** What the task requires **
Only one span of the listing below is wanted: the lines from the one with "Target: front door" through the one with "Sample — (254,164)", reproduced exactly, both ends kept.

*** Working data ***

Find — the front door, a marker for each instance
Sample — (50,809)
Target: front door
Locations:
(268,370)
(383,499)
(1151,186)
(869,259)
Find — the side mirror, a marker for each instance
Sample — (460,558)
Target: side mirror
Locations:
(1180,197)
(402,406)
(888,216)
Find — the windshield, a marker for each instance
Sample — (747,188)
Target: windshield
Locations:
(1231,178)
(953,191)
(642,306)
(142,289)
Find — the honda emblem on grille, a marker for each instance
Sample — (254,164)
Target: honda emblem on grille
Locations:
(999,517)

***
*** Working data ***

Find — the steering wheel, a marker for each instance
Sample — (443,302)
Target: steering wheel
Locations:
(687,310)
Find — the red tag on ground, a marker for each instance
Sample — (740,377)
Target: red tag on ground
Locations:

***

** Response **
Target: front door
Locations:
(268,370)
(383,499)
(1151,186)
(869,259)
Find — the side mirror, a marker for each instance
Sample — (460,558)
Target: side mirror
Locations:
(1180,197)
(402,406)
(888,216)
Find — the windshield, a marker for each instance
Sample — (747,188)
Target: windshield
Locations:
(1231,178)
(953,191)
(642,306)
(142,289)
Find — the honda emblem on grille, a marker for each instance
Sample — (254,164)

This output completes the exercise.